## ABOUT THIS TASK:
Any images in the records should be skipped; transcribe the rest exactly.

## DATA LISTING:
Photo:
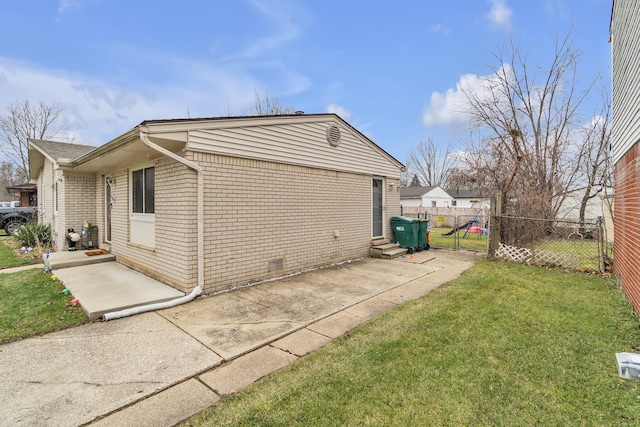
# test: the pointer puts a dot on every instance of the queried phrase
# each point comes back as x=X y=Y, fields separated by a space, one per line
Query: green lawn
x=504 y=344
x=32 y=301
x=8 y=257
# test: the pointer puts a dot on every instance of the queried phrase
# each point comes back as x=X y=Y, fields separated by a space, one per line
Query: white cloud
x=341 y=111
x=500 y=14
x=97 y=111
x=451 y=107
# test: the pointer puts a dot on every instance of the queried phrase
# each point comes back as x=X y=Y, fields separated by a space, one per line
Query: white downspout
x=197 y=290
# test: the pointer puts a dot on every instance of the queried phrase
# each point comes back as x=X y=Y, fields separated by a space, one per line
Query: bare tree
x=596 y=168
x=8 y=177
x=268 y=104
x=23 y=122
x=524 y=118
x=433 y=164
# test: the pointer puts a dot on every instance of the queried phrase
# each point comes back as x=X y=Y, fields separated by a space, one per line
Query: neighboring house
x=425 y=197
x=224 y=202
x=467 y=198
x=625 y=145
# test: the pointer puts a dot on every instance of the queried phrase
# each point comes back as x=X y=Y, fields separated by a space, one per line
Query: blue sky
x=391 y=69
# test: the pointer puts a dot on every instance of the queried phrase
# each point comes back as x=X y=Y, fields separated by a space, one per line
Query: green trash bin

## EXERCISE ANSWER:
Photo:
# test: the pointer puts a dot on every instance of the queried phrase
# each point comes back as x=X y=Y, fields separated by a space, one per line
Query: green lawn
x=504 y=344
x=32 y=301
x=8 y=257
# test: the pointer puts a dot on every instance of the queried phrase
# each point comes back as x=X y=Y, fields separated by a space, one per line
Query: white cloud
x=341 y=111
x=500 y=14
x=97 y=111
x=451 y=107
# test: the pointer puts a dot on every instance of the queried phrase
# each point comes back as x=X y=Y, fields separated by a space, one per line
Query: white downspout
x=197 y=290
# test: the pointer puts a dot on every instance of the queried phrase
# each point comes back as x=X y=Y, fields separated by a space, one per line
Query: bare tree
x=596 y=168
x=8 y=177
x=268 y=104
x=23 y=122
x=524 y=118
x=433 y=164
# test: the pointer puts a dot on every instance of the queried phrase
# each point comes back as x=X y=Y, fields separated by a space, one per line
Query: neighboring house
x=425 y=197
x=224 y=202
x=467 y=198
x=625 y=145
# test: the pointer puts a dot on every instance of the queried phrase
# each point comes back as x=X y=Y, fields separated by a space, one per line
Query: blue sky
x=391 y=69
# test: the pointer puts a dot on every instance of the queried phrase
# each point comes back as x=X y=Y, fields separated by a space, one per line
Query: green trash bin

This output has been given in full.